» **Work to complete**: Provide the number of lines of the records that include "crown", with no other content.

___

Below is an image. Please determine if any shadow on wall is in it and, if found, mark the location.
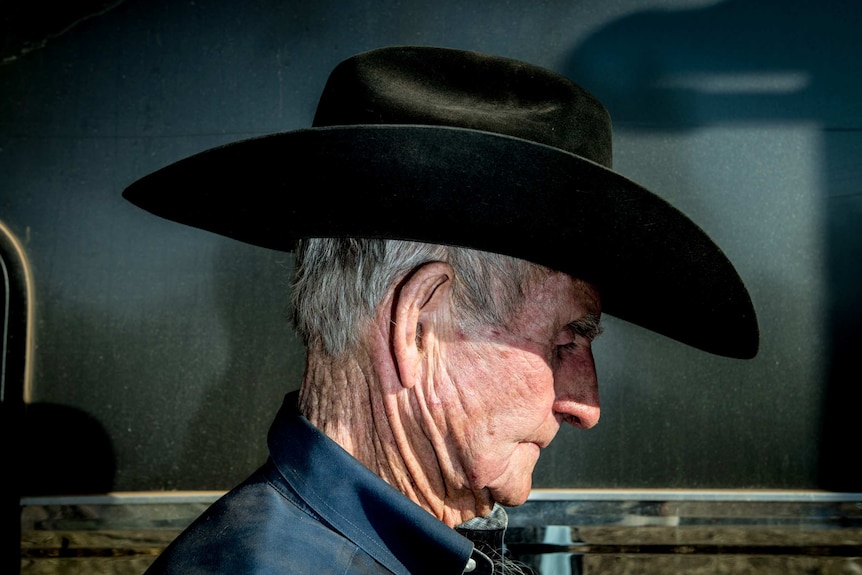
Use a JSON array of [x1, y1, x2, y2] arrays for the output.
[[21, 403, 116, 496], [563, 0, 861, 491], [563, 0, 860, 129], [174, 240, 304, 491]]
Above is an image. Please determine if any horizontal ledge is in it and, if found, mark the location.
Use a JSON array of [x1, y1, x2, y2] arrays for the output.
[[20, 489, 862, 507], [526, 489, 862, 502], [507, 542, 862, 558], [21, 491, 227, 506]]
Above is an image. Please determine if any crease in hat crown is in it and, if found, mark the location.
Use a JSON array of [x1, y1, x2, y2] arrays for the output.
[[312, 46, 614, 169]]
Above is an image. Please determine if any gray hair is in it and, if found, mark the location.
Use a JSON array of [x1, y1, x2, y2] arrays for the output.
[[291, 238, 547, 356]]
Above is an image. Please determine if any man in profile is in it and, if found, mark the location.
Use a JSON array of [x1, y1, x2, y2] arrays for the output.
[[125, 46, 758, 575]]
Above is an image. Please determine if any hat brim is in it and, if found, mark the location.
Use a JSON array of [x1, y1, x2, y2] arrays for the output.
[[123, 125, 758, 358]]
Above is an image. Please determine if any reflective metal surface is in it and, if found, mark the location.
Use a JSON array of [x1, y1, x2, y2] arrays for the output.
[[20, 491, 862, 574], [509, 491, 862, 574]]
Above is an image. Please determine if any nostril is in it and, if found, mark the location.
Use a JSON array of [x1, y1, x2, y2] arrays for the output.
[[559, 406, 600, 429], [563, 414, 581, 428], [554, 396, 601, 429]]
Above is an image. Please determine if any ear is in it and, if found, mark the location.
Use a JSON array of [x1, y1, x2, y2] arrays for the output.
[[391, 262, 454, 389]]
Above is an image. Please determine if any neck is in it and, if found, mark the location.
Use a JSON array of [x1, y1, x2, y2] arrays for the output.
[[298, 343, 494, 527]]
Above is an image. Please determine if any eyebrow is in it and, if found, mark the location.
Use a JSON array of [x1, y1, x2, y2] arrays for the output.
[[567, 313, 603, 342]]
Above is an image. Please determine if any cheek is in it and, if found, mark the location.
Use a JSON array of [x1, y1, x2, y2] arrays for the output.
[[439, 343, 554, 441], [505, 354, 556, 405], [485, 360, 556, 432]]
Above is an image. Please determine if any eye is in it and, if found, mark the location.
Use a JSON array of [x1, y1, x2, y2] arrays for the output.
[[555, 327, 579, 350], [555, 339, 578, 358], [558, 316, 603, 352]]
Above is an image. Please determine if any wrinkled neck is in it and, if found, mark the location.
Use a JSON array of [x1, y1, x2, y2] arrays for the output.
[[298, 342, 495, 527]]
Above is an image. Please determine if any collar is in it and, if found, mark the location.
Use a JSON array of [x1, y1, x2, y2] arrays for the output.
[[267, 392, 476, 575], [457, 505, 510, 575]]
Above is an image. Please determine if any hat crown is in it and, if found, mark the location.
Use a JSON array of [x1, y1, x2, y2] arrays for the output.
[[312, 46, 613, 169]]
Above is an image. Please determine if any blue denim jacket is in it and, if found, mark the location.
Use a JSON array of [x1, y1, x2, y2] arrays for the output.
[[144, 392, 504, 574]]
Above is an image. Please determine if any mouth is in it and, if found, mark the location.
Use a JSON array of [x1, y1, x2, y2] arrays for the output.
[[528, 420, 561, 451], [532, 430, 559, 450], [529, 439, 549, 450]]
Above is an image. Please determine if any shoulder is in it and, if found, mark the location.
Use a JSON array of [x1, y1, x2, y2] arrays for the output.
[[144, 465, 391, 574]]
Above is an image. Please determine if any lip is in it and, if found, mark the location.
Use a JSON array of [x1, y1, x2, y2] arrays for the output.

___

» **Output of the task**: 2